Dataset rows
________

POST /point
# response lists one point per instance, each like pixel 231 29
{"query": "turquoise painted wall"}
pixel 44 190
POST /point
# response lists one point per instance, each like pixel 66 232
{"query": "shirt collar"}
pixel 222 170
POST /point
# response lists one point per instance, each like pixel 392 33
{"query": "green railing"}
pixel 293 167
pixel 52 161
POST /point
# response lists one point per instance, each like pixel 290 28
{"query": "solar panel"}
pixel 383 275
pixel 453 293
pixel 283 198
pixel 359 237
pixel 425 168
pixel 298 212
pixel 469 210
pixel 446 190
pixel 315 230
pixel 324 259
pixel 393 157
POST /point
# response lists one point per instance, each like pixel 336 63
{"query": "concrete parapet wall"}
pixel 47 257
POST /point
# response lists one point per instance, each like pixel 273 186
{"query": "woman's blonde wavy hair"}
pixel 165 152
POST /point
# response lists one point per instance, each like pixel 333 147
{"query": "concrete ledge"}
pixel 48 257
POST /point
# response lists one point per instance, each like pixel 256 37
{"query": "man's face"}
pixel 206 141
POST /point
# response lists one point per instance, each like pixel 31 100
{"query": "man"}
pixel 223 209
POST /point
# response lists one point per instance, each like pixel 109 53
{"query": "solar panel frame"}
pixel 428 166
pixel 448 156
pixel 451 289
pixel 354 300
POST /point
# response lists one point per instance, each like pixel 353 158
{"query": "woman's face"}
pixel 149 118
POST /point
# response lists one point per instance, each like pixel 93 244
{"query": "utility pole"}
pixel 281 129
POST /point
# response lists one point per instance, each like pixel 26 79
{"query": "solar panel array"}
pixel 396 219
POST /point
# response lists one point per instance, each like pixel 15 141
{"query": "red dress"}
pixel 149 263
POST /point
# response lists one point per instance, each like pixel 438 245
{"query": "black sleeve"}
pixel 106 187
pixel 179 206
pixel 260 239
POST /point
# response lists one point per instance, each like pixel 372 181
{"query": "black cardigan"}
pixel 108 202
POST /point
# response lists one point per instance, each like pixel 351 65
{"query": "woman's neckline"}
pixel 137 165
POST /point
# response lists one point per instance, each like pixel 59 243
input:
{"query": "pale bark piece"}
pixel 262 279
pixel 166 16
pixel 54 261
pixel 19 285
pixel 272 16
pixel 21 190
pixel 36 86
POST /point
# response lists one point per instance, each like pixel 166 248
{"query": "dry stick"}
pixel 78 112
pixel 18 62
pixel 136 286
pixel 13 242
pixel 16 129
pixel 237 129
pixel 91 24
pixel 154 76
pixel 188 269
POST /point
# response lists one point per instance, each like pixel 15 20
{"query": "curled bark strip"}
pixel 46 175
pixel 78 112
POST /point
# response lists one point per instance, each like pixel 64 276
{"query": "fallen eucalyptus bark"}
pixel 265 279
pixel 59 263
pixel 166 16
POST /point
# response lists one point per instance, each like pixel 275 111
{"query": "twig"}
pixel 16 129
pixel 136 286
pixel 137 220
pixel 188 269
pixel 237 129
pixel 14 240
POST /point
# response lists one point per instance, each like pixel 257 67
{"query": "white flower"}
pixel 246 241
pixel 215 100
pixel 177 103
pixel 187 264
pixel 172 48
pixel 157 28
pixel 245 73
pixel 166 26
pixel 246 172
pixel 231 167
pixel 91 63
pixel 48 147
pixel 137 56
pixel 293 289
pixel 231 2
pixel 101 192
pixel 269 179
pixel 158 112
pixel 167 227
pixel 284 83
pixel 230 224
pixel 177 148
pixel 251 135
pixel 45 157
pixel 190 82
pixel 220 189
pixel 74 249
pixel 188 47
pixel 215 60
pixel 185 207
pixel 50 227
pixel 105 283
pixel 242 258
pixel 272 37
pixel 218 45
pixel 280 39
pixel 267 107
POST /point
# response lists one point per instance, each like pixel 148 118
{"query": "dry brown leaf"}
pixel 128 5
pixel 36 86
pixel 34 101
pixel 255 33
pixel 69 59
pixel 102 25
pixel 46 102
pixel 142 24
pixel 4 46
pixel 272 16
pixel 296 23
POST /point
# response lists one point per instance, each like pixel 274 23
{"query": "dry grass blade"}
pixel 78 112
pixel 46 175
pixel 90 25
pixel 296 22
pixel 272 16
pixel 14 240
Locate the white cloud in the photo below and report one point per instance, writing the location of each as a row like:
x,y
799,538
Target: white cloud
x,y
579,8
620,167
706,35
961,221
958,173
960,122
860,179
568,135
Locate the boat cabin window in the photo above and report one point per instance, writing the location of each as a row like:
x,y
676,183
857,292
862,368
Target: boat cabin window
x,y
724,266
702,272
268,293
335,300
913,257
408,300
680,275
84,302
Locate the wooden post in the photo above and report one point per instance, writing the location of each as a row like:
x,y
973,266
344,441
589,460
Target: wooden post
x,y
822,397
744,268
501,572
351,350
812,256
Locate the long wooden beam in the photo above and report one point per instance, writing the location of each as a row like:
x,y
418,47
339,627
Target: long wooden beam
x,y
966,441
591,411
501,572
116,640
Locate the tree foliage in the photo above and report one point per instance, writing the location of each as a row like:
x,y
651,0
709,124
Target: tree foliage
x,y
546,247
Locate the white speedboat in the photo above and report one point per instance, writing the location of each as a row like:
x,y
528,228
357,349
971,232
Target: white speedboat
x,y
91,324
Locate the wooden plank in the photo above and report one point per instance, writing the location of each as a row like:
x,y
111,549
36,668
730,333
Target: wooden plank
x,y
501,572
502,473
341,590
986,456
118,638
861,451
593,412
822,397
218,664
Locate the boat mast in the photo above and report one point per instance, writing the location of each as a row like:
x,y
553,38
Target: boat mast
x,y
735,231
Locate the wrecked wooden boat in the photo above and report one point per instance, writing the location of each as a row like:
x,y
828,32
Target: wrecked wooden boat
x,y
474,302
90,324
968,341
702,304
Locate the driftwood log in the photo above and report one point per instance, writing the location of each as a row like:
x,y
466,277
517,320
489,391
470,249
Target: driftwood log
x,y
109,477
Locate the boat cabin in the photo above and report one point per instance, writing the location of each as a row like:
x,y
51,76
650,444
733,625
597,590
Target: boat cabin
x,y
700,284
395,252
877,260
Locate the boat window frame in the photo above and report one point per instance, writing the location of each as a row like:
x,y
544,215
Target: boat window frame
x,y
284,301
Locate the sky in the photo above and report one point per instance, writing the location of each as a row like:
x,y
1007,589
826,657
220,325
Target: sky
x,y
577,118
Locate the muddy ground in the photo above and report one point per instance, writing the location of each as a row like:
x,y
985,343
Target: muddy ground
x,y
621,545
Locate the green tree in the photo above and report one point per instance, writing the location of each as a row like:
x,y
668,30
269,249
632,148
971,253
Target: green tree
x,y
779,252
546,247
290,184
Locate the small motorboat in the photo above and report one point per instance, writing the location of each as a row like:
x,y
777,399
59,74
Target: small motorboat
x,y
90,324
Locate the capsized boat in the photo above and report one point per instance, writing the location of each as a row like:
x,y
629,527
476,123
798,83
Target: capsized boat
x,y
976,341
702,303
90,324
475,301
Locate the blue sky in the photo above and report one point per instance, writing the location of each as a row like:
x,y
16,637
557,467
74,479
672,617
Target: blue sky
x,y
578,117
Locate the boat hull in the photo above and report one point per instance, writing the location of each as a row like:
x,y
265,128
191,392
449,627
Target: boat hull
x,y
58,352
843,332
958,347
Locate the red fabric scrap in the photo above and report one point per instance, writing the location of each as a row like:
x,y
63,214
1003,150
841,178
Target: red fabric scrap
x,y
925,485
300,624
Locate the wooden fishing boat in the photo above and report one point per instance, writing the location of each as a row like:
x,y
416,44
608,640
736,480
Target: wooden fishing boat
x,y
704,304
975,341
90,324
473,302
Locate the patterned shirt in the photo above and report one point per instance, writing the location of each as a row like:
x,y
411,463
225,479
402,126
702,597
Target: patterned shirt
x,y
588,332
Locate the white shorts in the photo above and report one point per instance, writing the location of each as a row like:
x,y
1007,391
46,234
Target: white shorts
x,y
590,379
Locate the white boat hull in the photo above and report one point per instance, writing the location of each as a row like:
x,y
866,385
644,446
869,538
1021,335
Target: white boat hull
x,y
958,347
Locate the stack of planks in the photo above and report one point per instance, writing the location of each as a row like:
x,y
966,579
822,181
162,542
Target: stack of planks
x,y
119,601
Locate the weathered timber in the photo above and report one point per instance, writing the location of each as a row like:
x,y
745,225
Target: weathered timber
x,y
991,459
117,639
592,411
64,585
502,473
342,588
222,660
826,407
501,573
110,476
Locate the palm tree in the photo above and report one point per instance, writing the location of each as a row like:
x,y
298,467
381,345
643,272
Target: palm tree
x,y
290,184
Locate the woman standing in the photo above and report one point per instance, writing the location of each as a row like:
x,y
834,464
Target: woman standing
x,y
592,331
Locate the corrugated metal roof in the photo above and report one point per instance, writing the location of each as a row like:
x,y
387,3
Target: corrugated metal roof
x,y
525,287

________

> [The request] Render the lines as a numbered list, starting at the line that contains "Locate the patterned" and ending at the last line of the dataset rows. Leave out any blank lines.

> [Final result]
1. Locate the patterned shirt in the photo above and report one point per instance, writing the location of each as a row like:
2. x,y
3. 411,463
4. 225,479
5. 402,126
6. 702,597
7. Target: patterned shirt
8. x,y
9. 588,332
10. Locate the white shorts in the photo above and report one point per instance, writing the location of each as a row like:
11. x,y
12. 1007,391
13. 46,234
14. Target: white shorts
15. x,y
16. 590,379
17. Locate the white boat hull in the photo above and report one point per instance, writing the location of each as a row like:
18. x,y
19. 866,385
20. 644,446
21. 869,538
22. 1021,335
23. Target: white boat hull
24. x,y
25. 958,347
26. Locate the stack of planks in the photo above and report one point per instance, writing the location of each as a row like:
27. x,y
28. 966,579
29. 822,181
30. 162,542
31. Target: stack of planks
32. x,y
33. 119,601
34. Locate the weathered timber in the photo above and report one point per instance, writing the location of each as a row like:
35. x,y
36. 745,225
37. Target: weathered timber
38. x,y
39. 991,459
40. 117,639
41. 592,411
42. 64,585
43. 502,473
44. 342,588
45. 222,660
46. 826,407
47. 501,573
48. 110,476
49. Locate the palm tree in the photo above and report one point per instance, writing the location of each as a row like:
50. x,y
51. 298,467
52. 381,345
53. 643,272
54. Target: palm tree
55. x,y
56. 290,184
57. Locate the woman standing in the photo above and report one point per instance, writing the location of each as a row like:
58. x,y
59. 834,464
60. Target: woman standing
61. x,y
62. 592,331
63. Locate the corrugated metal roof in the photo above and report one point per instance, writing the location of each as a row like:
64. x,y
65. 387,3
66. Target: corrugated metal roof
67. x,y
68. 525,287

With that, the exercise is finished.